**Exercise details:** I need the lines below from the one with "Target: person wearing white cap" down to the one with "Target: person walking" reproduced exactly, both ends included, and nothing else.

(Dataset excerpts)
________________________________________

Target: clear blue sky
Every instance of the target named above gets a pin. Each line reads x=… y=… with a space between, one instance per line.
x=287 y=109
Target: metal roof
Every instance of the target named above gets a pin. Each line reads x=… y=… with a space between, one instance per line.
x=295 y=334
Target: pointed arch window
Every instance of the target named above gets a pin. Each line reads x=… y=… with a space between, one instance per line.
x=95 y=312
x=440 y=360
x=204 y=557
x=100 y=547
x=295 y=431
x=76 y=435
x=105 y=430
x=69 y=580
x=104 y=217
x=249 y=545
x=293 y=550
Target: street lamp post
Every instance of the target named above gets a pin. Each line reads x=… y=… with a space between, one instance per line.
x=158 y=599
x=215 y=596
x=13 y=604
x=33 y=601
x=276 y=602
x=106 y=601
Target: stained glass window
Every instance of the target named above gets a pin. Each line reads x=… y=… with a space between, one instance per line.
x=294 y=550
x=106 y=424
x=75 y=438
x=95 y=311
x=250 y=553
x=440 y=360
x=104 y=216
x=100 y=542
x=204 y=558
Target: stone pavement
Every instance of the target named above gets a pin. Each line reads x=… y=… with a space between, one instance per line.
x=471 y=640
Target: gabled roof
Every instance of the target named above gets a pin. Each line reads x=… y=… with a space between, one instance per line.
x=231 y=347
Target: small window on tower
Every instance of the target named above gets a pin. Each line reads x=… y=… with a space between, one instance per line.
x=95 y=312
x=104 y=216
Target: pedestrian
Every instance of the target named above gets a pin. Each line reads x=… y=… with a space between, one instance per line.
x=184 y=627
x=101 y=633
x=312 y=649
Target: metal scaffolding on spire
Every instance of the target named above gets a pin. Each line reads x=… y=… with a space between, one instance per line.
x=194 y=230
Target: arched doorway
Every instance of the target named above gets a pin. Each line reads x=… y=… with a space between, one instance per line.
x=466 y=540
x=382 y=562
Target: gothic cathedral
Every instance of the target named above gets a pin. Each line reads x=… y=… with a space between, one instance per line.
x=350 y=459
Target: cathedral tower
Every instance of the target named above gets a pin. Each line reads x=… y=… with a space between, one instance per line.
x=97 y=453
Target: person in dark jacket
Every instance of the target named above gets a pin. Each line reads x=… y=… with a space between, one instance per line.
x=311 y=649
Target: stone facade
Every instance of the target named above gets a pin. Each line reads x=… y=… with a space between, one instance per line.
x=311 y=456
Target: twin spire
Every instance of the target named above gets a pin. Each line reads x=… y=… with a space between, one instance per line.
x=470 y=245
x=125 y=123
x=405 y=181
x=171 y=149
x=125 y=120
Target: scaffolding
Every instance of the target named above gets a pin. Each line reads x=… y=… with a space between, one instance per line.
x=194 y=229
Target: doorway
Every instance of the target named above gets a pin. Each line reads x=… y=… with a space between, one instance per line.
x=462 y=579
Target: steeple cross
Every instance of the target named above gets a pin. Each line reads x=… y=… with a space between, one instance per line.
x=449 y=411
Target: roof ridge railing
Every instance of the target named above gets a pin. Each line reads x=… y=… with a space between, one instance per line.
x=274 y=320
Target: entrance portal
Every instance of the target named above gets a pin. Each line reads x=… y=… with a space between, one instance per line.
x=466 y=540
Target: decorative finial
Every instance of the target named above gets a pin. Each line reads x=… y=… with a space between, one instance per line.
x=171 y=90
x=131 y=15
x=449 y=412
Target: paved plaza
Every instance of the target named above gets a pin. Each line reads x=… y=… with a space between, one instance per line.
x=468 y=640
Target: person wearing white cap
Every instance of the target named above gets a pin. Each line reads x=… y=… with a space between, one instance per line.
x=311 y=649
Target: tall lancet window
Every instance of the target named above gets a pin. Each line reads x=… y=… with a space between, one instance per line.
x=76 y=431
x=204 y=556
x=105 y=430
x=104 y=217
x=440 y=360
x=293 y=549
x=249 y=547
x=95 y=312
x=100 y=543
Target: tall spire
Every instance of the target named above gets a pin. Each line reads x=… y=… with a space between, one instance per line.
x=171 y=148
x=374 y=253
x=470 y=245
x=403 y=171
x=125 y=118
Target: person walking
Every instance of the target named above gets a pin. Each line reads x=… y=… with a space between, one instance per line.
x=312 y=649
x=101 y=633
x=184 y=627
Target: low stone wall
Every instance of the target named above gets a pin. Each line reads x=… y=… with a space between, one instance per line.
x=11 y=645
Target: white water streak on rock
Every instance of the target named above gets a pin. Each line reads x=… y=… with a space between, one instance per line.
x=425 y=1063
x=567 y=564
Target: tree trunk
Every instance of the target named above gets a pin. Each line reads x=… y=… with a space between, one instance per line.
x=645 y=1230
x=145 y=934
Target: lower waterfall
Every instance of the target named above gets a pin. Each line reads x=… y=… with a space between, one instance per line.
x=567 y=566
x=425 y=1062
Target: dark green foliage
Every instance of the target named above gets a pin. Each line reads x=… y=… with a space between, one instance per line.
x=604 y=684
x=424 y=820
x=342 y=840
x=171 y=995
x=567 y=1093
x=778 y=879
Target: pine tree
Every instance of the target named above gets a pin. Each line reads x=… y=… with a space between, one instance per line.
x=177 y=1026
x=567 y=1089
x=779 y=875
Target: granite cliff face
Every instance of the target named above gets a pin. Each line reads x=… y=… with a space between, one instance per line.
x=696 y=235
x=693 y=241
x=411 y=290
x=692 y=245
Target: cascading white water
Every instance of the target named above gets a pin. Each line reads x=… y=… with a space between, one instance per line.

________________________________________

**Answer to the problem:**
Target: person wearing white cap
Every instance of the target named above gets a pin. Each line reads x=… y=… with a space between, one instance per line.
x=311 y=649
Target: tall lancet window
Every instance of the target named above gets a pin. Each line reads x=… y=… with a space between, one instance per line.
x=76 y=431
x=204 y=556
x=105 y=430
x=104 y=217
x=440 y=360
x=293 y=549
x=249 y=547
x=95 y=312
x=100 y=543
Target: tall spire
Every instance of the target named above gets a pin. Each line reads x=… y=… with a space between, one instance per line.
x=171 y=148
x=374 y=253
x=470 y=245
x=403 y=171
x=125 y=118
Target: person walking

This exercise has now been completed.